╭─ Source text
What’s Life Like After Depression? Surprisingly, Little Is Known.

What’s Life Like After Depression? Surprisingly, Little Is Known.

That 10 percent number might look disappointingly low, or encouragingly high, depending on one’s perspective. The best comparison is the portion of people who were rated as thriving who never had depression: 20 percent.

“That is, having depression cuts in half your chances of ending up in this group” at the high end of the well-being scale, Dr. Rottenberg said. He added: “But we really don’t know for sure, until we have better evidence.”

To gain that evidence, the ideal approach would be to follow a large cohort of people who had recovered from depression, over many years, to tease apart the differences between the 10 percent or so who thrived and those who did not. Such studies would be costly, the authors acknowledge, and likely would require collaboration among many large clinical centers.

Still, individuals who’ve routed what Winston Churchill called his “black dog” and built a full life have a collective knowledge that others do not. And researchers can only speculate about what that vanquishing entailed until they ask, systematically and empirically.

The answers won’t necessarily fall into a straightforward pattern. Whereas some people who thrive after depression might swear by daily pills, others may depend on weekly talk therapy. Good friends, good opportunities, and good genes are likely to play a role. And there very well may be many people who have developed idiosyncratic methods of their own, a kind of daily self-therapy or routine not found in any manual, textbook or study.

“If so, it would be exciting to find out what those are,” Dr. Rottenberg said. “You’d not only be giving people with depression some hope, by studying this group. You might also be able to give them something they could use.”

For now, said Dr. Stotland, the Chicago psychiatrist, the fact that depression can be chronic, and recurrent, hardly means that people are doomed by the diagnosis. “I’ve never told patients that,” she said. “ I tell them they’re likely to get better, and I suspect that most of my colleagues do the same.”
╰─
- **About this task**
Answer these questions from the article on life after depression.
1. What portion of people who never had depression were rated as thriving?
2. According to the authors, what would studies following a large cohort of recovered people likely require?
3. What does Dr. Stotland tell her patients?
╭─ Provided records
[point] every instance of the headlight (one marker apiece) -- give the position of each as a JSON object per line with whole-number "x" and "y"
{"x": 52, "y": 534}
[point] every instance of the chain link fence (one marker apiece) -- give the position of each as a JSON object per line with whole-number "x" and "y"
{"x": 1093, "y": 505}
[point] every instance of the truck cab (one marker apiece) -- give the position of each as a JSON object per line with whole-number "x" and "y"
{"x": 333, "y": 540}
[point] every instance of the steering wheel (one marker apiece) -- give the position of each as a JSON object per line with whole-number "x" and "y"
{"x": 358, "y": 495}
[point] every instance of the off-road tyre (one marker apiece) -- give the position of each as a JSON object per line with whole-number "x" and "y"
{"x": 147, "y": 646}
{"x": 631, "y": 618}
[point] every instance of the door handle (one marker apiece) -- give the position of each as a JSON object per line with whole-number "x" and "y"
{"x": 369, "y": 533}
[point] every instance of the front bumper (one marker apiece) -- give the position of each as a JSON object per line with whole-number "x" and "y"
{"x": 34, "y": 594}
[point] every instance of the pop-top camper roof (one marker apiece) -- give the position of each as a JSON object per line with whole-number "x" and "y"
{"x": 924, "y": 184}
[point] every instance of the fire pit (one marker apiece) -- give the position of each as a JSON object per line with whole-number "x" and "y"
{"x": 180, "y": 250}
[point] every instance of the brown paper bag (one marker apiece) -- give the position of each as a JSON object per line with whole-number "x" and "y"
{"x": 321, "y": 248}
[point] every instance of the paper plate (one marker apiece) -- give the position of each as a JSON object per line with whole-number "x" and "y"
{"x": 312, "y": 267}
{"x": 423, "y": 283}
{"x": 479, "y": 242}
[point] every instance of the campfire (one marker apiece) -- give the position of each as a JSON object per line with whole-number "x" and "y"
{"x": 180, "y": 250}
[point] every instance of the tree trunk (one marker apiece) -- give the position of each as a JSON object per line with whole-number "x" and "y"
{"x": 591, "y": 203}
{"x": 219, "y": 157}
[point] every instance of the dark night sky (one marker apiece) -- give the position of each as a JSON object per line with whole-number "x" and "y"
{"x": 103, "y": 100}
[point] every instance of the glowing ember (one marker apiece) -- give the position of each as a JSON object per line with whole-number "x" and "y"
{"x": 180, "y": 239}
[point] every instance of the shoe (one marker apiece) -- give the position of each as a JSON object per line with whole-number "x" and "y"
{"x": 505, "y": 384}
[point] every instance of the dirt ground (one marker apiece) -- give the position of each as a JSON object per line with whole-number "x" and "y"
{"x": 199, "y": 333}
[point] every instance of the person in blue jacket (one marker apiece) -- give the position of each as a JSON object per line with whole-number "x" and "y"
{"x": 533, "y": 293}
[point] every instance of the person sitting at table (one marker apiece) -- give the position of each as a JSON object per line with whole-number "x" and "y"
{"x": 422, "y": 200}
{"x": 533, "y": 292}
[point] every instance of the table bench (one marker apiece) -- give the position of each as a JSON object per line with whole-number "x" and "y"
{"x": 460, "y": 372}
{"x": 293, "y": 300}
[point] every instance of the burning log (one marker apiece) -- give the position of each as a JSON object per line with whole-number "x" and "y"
╰─
- **Response for this exercise**
1. 20 percent.
2. Collaboration among many large clinical centers.
3. That they're likely to get better.